__Exercise objective__
Turn the listing below into a JSON array of strings, one string per line, with blank lines omitted. Leave the pictures out of the answer.

▬▬▬

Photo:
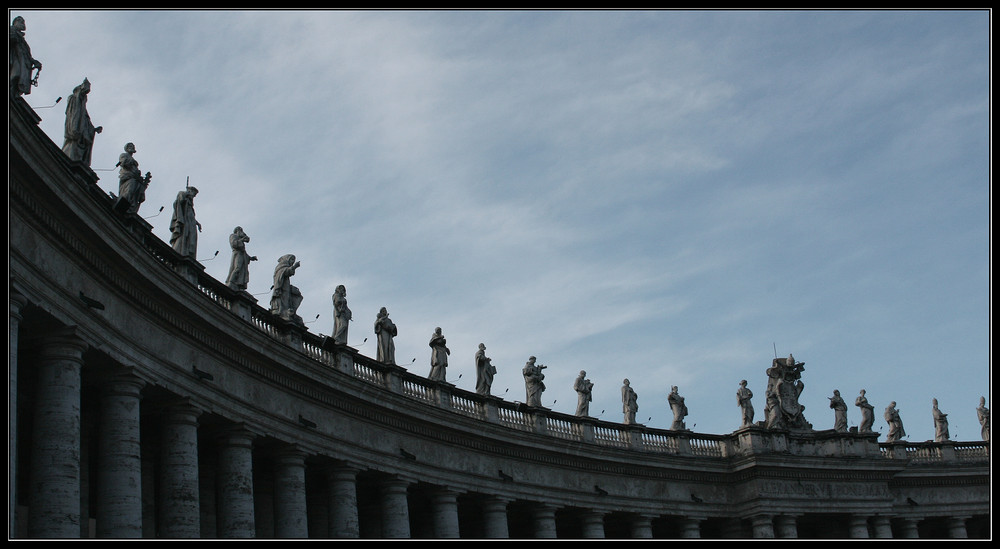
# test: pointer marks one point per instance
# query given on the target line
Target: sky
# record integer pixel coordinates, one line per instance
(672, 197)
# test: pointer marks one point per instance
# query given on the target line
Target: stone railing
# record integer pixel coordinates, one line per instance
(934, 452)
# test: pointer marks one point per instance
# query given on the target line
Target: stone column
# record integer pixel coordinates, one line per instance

▬▬▬

__Completed exercise__
[
  "Photo:",
  "# test: pointer marks one point per instance",
  "# query given on the target line",
  "Target: sky",
  "# record integer pixel coordinates, one line per instance",
  "(672, 197)",
  "# test: pointer marks one point per instance",
  "# query given on the target line",
  "Target: stone railing",
  "# record integer pixel coordinates, one line per instance",
  "(934, 452)",
  "# test: pointer marks one point per instance",
  "# query given on the target line",
  "Target: stone column",
  "# record integer pixel coordinates, one line per instance"
]